(Phrase grounding data)

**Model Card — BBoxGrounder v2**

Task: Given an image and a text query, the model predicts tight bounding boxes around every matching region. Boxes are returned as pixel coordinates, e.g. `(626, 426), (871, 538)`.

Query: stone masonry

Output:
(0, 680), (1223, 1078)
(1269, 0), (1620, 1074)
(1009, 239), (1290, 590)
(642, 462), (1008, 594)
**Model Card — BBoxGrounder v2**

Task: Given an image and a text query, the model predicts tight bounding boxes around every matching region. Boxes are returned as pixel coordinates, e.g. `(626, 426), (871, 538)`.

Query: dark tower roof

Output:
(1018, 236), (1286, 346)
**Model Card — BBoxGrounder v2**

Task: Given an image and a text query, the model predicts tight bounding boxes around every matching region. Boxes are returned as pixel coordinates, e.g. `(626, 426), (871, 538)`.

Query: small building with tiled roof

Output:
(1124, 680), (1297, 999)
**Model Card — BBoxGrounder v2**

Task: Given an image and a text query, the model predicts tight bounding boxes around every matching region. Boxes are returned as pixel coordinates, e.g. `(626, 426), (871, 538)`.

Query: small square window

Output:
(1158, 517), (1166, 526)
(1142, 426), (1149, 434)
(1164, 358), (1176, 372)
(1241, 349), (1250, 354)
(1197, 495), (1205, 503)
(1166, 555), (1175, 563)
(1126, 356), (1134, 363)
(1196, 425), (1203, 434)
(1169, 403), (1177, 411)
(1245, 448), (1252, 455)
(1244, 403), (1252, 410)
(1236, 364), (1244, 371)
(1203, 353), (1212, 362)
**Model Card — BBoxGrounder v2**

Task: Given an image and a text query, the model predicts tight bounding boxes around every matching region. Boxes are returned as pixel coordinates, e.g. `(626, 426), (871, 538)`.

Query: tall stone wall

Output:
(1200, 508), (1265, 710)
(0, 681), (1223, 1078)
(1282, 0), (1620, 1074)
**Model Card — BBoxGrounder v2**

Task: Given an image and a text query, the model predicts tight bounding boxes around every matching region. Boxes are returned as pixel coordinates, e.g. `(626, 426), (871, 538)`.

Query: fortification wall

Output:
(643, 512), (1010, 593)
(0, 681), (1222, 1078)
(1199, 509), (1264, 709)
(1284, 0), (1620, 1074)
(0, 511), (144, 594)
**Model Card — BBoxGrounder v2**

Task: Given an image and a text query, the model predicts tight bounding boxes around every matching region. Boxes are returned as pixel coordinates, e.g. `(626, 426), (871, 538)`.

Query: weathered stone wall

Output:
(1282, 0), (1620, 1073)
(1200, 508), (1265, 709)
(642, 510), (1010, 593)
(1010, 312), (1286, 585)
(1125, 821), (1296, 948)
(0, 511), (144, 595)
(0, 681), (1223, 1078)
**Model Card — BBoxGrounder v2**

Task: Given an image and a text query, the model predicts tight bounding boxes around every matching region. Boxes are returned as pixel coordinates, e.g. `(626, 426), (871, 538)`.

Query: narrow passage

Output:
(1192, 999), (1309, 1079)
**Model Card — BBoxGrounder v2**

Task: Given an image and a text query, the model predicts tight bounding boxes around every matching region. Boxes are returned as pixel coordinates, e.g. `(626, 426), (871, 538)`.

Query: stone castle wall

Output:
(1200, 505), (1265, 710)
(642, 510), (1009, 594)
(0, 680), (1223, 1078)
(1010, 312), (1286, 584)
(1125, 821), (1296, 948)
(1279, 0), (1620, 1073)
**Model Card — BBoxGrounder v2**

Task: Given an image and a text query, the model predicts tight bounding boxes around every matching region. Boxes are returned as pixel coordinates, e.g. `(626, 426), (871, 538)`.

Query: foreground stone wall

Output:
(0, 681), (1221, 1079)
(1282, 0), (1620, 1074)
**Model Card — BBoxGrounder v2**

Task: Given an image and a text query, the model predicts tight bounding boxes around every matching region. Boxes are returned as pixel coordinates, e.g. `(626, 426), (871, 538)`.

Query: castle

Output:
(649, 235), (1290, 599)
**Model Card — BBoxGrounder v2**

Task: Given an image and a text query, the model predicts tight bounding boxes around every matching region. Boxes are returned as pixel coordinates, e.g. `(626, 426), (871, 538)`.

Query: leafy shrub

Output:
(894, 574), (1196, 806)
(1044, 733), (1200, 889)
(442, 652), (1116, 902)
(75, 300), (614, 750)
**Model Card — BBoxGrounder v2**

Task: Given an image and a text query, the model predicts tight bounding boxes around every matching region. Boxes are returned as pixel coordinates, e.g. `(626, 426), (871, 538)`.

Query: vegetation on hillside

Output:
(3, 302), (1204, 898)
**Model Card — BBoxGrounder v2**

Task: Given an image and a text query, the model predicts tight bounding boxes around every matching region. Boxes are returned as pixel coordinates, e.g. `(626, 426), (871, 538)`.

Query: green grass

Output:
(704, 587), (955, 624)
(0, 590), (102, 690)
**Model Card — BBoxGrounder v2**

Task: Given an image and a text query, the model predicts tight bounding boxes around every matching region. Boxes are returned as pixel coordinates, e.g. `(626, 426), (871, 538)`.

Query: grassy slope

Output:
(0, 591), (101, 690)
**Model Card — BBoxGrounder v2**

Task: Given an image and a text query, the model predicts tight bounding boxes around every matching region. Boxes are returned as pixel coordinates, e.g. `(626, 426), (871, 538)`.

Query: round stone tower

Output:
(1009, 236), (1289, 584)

Exercise aim >> From the data above, say how many lines include "small", and write nothing but the number.

Answer to this task >> 2